[Rows from a pointing dataset]
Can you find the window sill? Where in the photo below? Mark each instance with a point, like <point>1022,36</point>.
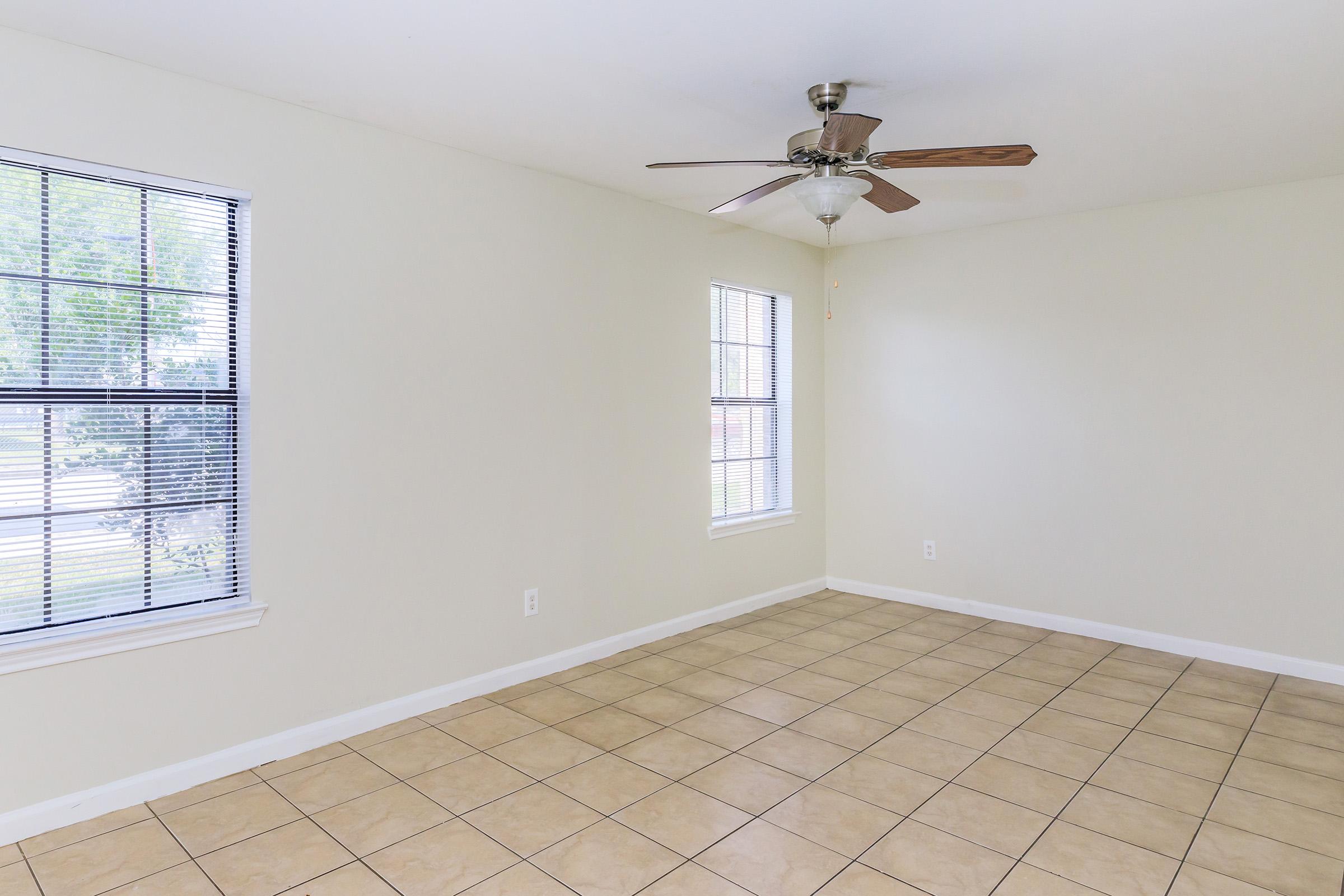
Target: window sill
<point>171,625</point>
<point>752,524</point>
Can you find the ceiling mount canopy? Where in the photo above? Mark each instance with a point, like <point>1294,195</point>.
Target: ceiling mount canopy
<point>825,186</point>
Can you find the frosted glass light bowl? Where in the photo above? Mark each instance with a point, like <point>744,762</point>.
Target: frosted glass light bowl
<point>830,198</point>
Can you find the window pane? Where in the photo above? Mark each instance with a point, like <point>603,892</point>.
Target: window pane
<point>95,230</point>
<point>187,242</point>
<point>21,332</point>
<point>97,564</point>
<point>21,221</point>
<point>21,574</point>
<point>189,342</point>
<point>189,555</point>
<point>192,453</point>
<point>21,461</point>
<point>95,336</point>
<point>97,456</point>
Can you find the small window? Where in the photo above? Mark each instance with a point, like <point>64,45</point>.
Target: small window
<point>123,374</point>
<point>750,403</point>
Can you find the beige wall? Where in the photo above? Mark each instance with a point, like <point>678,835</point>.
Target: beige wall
<point>468,379</point>
<point>1132,416</point>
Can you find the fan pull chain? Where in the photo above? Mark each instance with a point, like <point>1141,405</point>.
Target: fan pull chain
<point>827,267</point>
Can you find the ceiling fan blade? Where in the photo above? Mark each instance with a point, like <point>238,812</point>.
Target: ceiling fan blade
<point>884,195</point>
<point>846,132</point>
<point>768,163</point>
<point>953,157</point>
<point>748,198</point>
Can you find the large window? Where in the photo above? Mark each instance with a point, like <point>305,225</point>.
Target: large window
<point>122,395</point>
<point>750,403</point>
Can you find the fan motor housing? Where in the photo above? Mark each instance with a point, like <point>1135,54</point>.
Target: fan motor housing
<point>803,148</point>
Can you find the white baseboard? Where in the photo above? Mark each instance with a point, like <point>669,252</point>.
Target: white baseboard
<point>159,782</point>
<point>1137,637</point>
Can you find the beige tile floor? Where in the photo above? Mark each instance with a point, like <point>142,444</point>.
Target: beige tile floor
<point>831,745</point>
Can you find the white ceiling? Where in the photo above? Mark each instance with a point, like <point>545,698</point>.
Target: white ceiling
<point>1126,101</point>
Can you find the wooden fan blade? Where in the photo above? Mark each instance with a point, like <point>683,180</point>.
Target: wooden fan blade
<point>748,198</point>
<point>846,132</point>
<point>884,195</point>
<point>953,157</point>
<point>769,163</point>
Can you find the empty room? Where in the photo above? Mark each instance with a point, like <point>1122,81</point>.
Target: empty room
<point>726,449</point>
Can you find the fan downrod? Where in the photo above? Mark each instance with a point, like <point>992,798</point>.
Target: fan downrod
<point>827,97</point>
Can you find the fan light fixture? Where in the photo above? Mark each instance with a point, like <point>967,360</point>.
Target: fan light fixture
<point>828,198</point>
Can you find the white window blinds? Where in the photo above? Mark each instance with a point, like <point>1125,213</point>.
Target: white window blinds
<point>123,383</point>
<point>750,402</point>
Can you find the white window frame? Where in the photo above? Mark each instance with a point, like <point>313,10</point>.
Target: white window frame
<point>100,637</point>
<point>785,515</point>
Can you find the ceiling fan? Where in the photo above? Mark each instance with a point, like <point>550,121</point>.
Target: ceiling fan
<point>827,189</point>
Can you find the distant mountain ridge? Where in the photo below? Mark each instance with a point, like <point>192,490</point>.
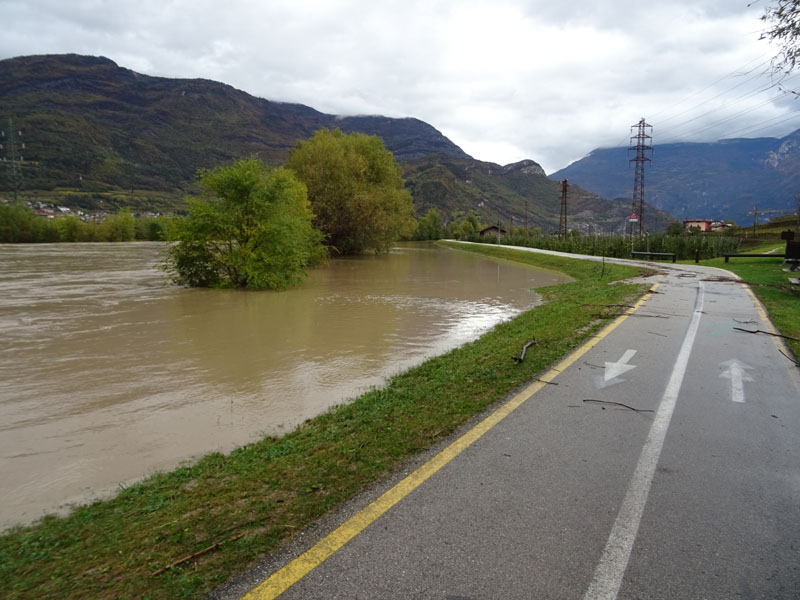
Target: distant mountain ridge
<point>718,180</point>
<point>92,126</point>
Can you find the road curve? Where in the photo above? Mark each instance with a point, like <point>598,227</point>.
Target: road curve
<point>665,463</point>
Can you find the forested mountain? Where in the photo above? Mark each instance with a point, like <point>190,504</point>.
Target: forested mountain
<point>720,180</point>
<point>91,128</point>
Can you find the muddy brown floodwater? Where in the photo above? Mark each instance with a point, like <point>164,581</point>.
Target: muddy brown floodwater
<point>109,374</point>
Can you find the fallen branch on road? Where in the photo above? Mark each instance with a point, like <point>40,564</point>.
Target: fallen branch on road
<point>618,404</point>
<point>196,554</point>
<point>796,364</point>
<point>786,337</point>
<point>520,358</point>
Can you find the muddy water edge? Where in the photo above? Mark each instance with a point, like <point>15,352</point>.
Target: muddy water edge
<point>109,373</point>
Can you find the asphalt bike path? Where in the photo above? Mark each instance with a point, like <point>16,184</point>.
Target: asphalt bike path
<point>660,460</point>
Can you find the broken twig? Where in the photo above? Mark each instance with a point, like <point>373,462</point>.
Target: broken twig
<point>618,404</point>
<point>786,337</point>
<point>196,554</point>
<point>520,358</point>
<point>796,364</point>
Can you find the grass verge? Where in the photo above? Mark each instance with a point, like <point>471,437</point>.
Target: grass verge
<point>182,533</point>
<point>770,283</point>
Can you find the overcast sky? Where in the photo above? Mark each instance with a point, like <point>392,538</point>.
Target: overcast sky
<point>503,79</point>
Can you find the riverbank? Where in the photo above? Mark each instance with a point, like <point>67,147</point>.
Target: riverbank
<point>179,534</point>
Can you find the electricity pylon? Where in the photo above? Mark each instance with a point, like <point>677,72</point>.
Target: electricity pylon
<point>642,148</point>
<point>13,157</point>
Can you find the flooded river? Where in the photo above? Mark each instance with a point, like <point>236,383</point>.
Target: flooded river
<point>107,373</point>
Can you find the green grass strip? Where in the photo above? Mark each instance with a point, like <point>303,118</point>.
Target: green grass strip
<point>226,511</point>
<point>770,283</point>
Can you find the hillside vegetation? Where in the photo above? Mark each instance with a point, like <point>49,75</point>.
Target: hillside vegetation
<point>100,136</point>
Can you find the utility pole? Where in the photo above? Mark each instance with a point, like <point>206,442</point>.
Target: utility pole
<point>562,225</point>
<point>13,157</point>
<point>642,147</point>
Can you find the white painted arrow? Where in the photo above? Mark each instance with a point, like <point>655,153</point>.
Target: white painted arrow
<point>736,371</point>
<point>614,370</point>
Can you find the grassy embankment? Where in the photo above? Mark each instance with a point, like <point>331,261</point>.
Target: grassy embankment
<point>227,510</point>
<point>770,283</point>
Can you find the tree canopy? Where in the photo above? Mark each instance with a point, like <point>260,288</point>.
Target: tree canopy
<point>784,20</point>
<point>254,231</point>
<point>356,191</point>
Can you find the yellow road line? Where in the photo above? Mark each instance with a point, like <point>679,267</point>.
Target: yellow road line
<point>283,579</point>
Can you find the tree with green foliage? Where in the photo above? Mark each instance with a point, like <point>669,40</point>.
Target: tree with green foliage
<point>430,227</point>
<point>254,232</point>
<point>675,228</point>
<point>120,227</point>
<point>19,224</point>
<point>356,191</point>
<point>784,21</point>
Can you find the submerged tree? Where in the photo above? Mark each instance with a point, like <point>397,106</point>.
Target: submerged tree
<point>356,191</point>
<point>254,232</point>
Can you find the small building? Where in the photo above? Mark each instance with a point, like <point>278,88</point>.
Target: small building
<point>495,230</point>
<point>701,224</point>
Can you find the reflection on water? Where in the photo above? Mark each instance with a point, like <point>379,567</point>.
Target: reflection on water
<point>109,373</point>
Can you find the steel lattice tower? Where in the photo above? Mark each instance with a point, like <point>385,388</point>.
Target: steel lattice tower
<point>642,148</point>
<point>14,159</point>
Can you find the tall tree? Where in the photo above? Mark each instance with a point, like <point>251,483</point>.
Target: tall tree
<point>784,20</point>
<point>356,191</point>
<point>254,232</point>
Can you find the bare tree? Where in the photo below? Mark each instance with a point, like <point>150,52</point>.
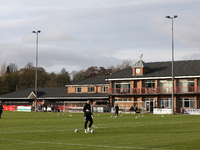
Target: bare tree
<point>13,67</point>
<point>3,69</point>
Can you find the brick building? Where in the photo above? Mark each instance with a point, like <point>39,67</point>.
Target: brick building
<point>147,84</point>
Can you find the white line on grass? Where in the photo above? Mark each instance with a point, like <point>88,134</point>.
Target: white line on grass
<point>105,146</point>
<point>101,126</point>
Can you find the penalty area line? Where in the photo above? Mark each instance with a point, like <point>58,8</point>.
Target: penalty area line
<point>40,142</point>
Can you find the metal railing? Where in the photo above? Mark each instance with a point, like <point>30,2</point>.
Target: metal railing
<point>151,90</point>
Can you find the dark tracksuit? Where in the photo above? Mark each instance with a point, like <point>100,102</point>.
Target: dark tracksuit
<point>116,110</point>
<point>87,115</point>
<point>1,110</point>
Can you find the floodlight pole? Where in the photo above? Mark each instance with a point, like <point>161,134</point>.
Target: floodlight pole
<point>36,68</point>
<point>175,16</point>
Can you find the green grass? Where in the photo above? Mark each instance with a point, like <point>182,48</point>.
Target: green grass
<point>49,131</point>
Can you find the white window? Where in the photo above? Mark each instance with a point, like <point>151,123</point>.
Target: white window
<point>186,85</point>
<point>186,102</point>
<point>165,86</point>
<point>166,102</point>
<point>90,89</point>
<point>78,90</point>
<point>149,83</point>
<point>122,87</point>
<point>104,89</point>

[WHAT YOU NEED TO DO] Lay out the lines of the entries from the line with "Can you find the asphalt" to the line with "<point>100,136</point>" as a Markdown table with two columns, Row and Line. Put a running row number under Row, and leave out blank lines.

[REPLY TO THE TASK]
| Row | Line |
|---|---|
| 1 | Can you find the asphalt bike path? Where in the photo above? Mark each instance with a point, like <point>16,184</point>. |
| 2 | Target: asphalt bike path |
| 3 | <point>660,460</point> |
| 4 | Can you find the broken twig? Where in the photo above? Mark each instance with a point, like <point>373,462</point>. |
| 5 | Target: broken twig |
| 6 | <point>618,404</point> |
| 7 | <point>786,337</point> |
| 8 | <point>196,554</point> |
| 9 | <point>520,358</point> |
| 10 | <point>796,364</point> |
| 11 | Can you find the grass verge? Where in the photo above? Mark each instance with a point, like <point>471,437</point>. |
| 12 | Target: grass verge |
| 13 | <point>182,533</point> |
| 14 | <point>770,283</point> |
| 15 | Can you find the overcast sky? Where in the photo above? Mark each instance with a point, like <point>392,538</point>. |
| 16 | Target: overcast sky |
| 17 | <point>503,79</point> |
| 18 | Can you find the riverbank? Where in the photo above? Mark each instance with a point, like <point>67,147</point>. |
| 19 | Target: riverbank |
| 20 | <point>179,534</point> |
| 21 | Can you find the electricity pylon? Where in the photo above? Mark each instance with a point, like <point>677,72</point>. |
| 22 | Target: electricity pylon |
| 23 | <point>642,148</point> |
| 24 | <point>13,157</point> |
| 25 | Can you find the flooded river? Where in the photo above? Mark each instance with a point, like <point>236,383</point>. |
| 26 | Target: flooded river |
| 27 | <point>107,373</point> |
| 28 | Can you find the green grass strip? Where in the photo above? Mark each instance with a point, like <point>303,118</point>. |
| 29 | Target: green grass strip |
| 30 | <point>226,511</point> |
| 31 | <point>770,283</point> |
| 32 | Can you find the hillside vegetation? Where in the photo above? Mark each instance with a point, like <point>49,75</point>. |
| 33 | Target: hillside vegetation |
| 34 | <point>100,136</point> |